Часы в Риберальте были редкостью, и никто не имел ни малейшего представления о времени, если только не находился в одном из малочисленных официальных учреждений. Делегация местных жителей обратилась ко мне с просьбой соорудить общественные солнечные часы, и я, отчасти ради развлечения, отчасти из желания отплатить за гостеприимство, согласился на это при условии, что меня снабдят необходимыми материалами. Когда часы были поставлены посреди площади и с них торжественно сняли покрывало, это событие послужило чудесным предлогом для упражнений в ораторском искусстве и необузданного пьянства. Делались даже предложения о сооружении над ними навеса, чтобы защитить от непогоды!

В ту же ночь я увидел, что вокруг часов собралась толпа, и подошел посмотреть, что там делается.

— Это жульничество! — произнес голос. Затем чиркнула спичка. — Поглядите, они совсем не показывают время. Дайте-ка мне еще спичку, попробуем снова. А еще лучше — принесите свечку.

— Иностранная эксплуатация! — проворчал другой. — Это все британский империализм!

— Нет, — сказал третий, — часы в порядке, я сам сегодня смотрел по ним время.

Мнения разделились за и против, разгорелся спор. Шум поднялся такой, что появился полицейский — узнать, что происходит.

— Дураки! — выпалил он, когда ему сказали, в чем дело. — Неужели вы не знаете, что надо дождаться луны, чтобы можно было узнать время?

Три дня спустя солнечные часы были разбиты. Сторонники часов обвинили своих противников в акте саботажа; однако мое собственное мнение было иное — я подозревал в диверсии одного беспутного французского служащего местной фирмы: ему раньше предложили 50 фунтов за то, чтобы он соорудил такие часы, но он не справился с задачей.

В тот же день я сделал первую попытку выбраться из Риберальты, выехав в Рурренабаке на небольшом судне под названием «Монтария». Несмотря на мои протесты, хозяин нагрузил судно сверх меры, и, пройдя полмили выше по течению, мы наткнулись на песчаную отмель, перевернулись и едва не утонули. Судно было спасено, но хозяин отказался продолжать плавание, и мы были вынуждены возвратиться в Риберальту, где я прожил на старой квартире еще три недели, уже не веря в то, что мне когда-нибудь удастся покинуть это проклятое место. Казалось, Риберальта играет со мной в кошки мышки, дает мне поверить, что я свободен, а потом водворяет на прежнее место.

РАБОЧЕЕ ЗАДАНИЕ A
Изложите содержание отрывка о Риберальте в двух предложениях.
РАБОЧЕЕ ЗАДАНИЕ B
Продолжите отрывок о Риберальте, начав сразу после его последнего предложения.
Приведённые далее строки здесь не понадобятся.

СОДЕРЖИМОЕ НАБОРА ДАННЫХ
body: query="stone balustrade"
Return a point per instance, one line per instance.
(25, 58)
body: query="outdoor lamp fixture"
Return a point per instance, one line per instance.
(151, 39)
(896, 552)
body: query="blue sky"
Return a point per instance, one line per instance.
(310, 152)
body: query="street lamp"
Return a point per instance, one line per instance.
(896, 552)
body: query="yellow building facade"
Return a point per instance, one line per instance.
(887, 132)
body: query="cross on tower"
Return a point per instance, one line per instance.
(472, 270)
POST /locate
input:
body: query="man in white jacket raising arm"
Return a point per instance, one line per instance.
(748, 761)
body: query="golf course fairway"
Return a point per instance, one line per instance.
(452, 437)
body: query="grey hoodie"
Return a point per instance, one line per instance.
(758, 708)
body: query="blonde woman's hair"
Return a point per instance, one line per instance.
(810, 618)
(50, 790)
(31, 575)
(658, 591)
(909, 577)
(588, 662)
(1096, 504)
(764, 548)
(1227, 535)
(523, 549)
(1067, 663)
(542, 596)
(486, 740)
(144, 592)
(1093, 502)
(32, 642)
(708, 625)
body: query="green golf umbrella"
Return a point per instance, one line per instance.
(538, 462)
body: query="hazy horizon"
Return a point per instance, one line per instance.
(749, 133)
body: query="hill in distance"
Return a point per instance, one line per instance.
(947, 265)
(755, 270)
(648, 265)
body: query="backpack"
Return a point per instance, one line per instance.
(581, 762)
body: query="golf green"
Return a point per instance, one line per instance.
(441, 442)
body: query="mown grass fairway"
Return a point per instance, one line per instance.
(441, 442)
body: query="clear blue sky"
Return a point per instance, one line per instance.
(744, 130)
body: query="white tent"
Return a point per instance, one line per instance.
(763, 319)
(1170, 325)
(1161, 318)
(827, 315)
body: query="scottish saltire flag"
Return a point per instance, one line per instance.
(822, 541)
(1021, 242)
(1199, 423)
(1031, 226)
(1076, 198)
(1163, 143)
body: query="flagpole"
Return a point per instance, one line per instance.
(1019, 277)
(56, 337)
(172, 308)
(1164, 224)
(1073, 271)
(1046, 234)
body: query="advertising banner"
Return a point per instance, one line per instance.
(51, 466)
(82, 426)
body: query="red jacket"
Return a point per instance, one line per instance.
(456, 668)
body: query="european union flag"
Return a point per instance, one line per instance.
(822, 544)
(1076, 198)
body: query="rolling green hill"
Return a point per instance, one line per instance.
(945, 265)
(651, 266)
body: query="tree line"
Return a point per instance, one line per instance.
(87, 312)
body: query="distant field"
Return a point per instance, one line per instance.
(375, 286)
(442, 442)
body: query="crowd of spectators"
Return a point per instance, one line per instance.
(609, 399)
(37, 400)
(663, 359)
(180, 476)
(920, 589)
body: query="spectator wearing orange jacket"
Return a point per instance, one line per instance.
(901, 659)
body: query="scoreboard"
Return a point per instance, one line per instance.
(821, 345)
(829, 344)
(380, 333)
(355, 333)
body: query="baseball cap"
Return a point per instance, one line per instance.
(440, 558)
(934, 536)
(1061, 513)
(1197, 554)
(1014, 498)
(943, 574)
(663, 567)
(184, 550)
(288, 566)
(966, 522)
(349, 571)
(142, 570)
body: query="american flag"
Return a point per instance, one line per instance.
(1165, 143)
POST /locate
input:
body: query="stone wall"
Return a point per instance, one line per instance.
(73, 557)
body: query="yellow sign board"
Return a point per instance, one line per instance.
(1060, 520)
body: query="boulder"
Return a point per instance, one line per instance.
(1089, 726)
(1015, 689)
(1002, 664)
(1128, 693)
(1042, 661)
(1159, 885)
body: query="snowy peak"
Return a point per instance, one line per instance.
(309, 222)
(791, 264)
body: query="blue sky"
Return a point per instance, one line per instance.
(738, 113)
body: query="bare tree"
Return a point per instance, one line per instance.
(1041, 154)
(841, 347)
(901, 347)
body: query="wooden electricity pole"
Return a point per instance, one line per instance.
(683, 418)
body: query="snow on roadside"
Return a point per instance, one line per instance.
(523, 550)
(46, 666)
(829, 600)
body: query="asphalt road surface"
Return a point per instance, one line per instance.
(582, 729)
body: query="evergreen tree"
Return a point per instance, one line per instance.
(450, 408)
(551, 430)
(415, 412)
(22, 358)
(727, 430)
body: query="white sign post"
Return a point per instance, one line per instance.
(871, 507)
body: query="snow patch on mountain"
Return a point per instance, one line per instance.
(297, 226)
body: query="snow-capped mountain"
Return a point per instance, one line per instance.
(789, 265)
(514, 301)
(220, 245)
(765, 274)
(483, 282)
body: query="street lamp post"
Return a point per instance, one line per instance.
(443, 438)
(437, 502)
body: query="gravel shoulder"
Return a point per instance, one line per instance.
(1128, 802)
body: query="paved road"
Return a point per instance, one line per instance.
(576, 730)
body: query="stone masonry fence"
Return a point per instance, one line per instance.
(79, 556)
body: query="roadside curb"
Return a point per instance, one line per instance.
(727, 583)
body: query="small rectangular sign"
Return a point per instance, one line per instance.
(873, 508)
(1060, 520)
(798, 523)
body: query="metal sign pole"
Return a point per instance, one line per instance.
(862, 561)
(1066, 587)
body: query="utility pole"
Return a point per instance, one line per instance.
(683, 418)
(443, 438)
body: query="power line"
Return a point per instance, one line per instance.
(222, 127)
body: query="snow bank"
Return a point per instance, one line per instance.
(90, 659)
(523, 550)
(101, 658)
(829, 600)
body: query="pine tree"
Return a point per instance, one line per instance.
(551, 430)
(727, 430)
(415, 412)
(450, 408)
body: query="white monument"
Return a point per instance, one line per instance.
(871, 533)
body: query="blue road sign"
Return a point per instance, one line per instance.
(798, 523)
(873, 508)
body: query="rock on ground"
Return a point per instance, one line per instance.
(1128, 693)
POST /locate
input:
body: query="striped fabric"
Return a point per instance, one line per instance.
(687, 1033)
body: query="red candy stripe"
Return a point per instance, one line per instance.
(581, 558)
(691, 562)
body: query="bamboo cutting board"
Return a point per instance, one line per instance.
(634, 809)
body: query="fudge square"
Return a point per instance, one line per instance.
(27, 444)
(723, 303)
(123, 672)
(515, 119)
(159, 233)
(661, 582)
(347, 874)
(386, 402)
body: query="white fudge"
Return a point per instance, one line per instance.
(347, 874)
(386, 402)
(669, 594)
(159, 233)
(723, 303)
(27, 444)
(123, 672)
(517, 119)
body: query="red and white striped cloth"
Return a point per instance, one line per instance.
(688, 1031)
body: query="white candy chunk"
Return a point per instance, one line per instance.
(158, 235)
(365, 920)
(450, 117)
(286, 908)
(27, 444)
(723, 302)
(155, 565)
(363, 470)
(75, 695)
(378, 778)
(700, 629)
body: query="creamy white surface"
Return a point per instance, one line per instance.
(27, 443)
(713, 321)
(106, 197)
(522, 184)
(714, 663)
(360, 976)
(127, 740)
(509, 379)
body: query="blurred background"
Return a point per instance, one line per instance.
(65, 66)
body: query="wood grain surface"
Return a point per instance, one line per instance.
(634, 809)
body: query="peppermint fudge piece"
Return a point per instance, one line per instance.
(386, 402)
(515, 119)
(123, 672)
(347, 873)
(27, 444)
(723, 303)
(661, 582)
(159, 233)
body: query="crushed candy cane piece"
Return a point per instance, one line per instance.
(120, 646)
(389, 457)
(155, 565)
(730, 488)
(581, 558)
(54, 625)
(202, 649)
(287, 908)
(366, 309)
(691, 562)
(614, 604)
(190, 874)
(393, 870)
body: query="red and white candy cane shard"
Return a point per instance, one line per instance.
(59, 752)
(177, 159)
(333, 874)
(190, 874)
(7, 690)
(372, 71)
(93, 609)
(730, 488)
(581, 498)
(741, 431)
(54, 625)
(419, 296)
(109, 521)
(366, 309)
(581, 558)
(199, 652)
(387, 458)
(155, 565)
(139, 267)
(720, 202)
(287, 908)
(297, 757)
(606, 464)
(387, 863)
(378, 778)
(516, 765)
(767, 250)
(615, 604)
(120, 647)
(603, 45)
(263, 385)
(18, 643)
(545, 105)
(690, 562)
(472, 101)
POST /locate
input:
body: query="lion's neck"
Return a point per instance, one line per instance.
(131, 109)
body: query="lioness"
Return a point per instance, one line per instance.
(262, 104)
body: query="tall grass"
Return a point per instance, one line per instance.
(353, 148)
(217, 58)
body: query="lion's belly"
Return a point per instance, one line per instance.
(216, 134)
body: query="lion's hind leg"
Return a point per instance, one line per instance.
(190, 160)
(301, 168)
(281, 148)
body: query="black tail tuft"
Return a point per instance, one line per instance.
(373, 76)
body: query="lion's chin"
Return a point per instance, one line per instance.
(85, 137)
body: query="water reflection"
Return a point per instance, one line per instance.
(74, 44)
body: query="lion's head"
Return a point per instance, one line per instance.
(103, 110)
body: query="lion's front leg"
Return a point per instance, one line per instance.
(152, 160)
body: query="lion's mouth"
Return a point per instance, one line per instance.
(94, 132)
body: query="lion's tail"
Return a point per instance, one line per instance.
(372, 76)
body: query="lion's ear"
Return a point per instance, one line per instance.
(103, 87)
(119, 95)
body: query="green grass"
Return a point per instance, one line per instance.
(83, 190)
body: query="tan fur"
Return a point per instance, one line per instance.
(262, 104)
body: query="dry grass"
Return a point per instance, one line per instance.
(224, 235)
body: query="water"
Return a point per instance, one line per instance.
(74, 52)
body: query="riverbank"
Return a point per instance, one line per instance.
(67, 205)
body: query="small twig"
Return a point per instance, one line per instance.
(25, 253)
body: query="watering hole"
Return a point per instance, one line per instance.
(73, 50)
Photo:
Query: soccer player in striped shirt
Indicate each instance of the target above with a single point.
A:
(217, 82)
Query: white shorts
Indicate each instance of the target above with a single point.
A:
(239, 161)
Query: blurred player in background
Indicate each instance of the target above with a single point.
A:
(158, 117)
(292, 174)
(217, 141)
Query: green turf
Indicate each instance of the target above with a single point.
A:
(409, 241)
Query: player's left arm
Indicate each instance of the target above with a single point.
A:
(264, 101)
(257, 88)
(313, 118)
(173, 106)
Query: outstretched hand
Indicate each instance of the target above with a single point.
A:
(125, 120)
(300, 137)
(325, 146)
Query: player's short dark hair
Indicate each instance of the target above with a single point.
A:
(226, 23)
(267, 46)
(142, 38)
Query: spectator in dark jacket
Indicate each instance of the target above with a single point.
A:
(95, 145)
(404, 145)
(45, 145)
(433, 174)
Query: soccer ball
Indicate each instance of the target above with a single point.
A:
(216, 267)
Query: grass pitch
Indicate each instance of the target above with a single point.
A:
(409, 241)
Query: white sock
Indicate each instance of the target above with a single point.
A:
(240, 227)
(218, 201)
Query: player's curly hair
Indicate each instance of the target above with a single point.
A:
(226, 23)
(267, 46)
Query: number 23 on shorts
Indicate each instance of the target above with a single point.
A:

РЕЗУЛЬТАТ ЗАДАНИЯ A
По просьбе делегации местных жителей рассказчик соорудил на площади Риберальты общественные солнечные часы, из-за которых ночью в толпе разгорелся спор, а три дня спустя часы были разбиты. В тот же день попытка уехать в Рурренабаке на перегруженном судне «Монтария» закончилась опрокидыванием на песчаной отмели и возвращением в Риберальту ещё на три недели.

РЕЗУЛЬТАТ ЗАДАНИЯ B
Надежда на спасение манила меня вновь и вновь, но затем гасла и оставляла меня в еще более угнетенном состоянии духа. У этой тюрьмы не было решеток, но от этого она не переставала быть тюрьмой. Злой гений этого места словно шептал мне: «Ты пришел, и ты останешься здесь навсегда! Ты, может, и убежишь, но недалеко, ты заколдован мною, и ты будешь возвращаться ко мне всегда и проживешь здесь всю свою ничтожную жизнь и здесь умрешь!»

Некоторые открыто обвиняли француза в том, что он уничтожил солнечные часы, и из этого вышла целая международная проблема. Произошло размежевание сторон. Имели место бурные антифранцузские и антианглийские демонстрации. Местная пресса — еженедельный листок с вздорными политическими претензиями — ринулась в драку и публиковала передовые по этому поводу в самом помпезном стиле. Французский вице-консул дал банкет, подчеркнуто не пригласив англичан и их приверженцев. Это мало меня трогало, но другие английские резиденты сочли себя оскорбленными и на следующую ночь отплатили встречным банкетом высоко патриотического характера.

Помнится, пир затянулся далеко за полночь и стал плаксиво сентиментальным, когда керосиновые лампы, окруженные роями бившихся о стекла насекомых, начали показывать признаки истощения. Свет в лампах тускнел, мерцал, как вдруг раздался крик: «Кобра!» Что тут поднялось — трудно описать, и, прежде чем свет окончательно погас, все увидели в углу тень этой гадины. Кто взобрался на стулья, кто на столы. Несколько храбрецов вооружились палками и яростно атаковали змею. Она прыгала и извивалась под их ударами, и тут все покрылось мраком.